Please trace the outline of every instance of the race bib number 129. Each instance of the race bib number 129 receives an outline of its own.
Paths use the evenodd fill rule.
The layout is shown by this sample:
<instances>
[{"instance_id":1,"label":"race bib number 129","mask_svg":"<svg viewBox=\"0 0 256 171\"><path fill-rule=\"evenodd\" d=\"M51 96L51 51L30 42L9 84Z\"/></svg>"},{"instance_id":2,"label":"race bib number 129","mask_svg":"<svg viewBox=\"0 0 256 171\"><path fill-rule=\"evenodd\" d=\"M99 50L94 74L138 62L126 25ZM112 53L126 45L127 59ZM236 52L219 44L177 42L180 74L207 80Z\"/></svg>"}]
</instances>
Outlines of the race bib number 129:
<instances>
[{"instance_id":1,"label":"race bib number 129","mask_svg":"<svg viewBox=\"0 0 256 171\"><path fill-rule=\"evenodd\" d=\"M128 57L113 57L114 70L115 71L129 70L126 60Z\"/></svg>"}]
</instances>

| PROBLEM TO SOLVE |
Rewrite the records above, putting "draw" in place of "trace" and leaving everything else unchanged.

| RESULT OF THE TASK |
Please draw the outline of every instance of the race bib number 129. Each instance of the race bib number 129 receives an outline of its own.
Paths use the evenodd fill rule.
The layout is shown by this sample:
<instances>
[{"instance_id":1,"label":"race bib number 129","mask_svg":"<svg viewBox=\"0 0 256 171\"><path fill-rule=\"evenodd\" d=\"M51 96L51 51L30 42L9 84Z\"/></svg>"},{"instance_id":2,"label":"race bib number 129","mask_svg":"<svg viewBox=\"0 0 256 171\"><path fill-rule=\"evenodd\" d=\"M99 50L94 74L138 62L126 25ZM112 53L126 45L127 59ZM236 52L219 44L177 42L180 74L207 80Z\"/></svg>"}]
</instances>
Outlines of the race bib number 129:
<instances>
[{"instance_id":1,"label":"race bib number 129","mask_svg":"<svg viewBox=\"0 0 256 171\"><path fill-rule=\"evenodd\" d=\"M128 57L113 57L114 70L115 71L129 70L126 60Z\"/></svg>"}]
</instances>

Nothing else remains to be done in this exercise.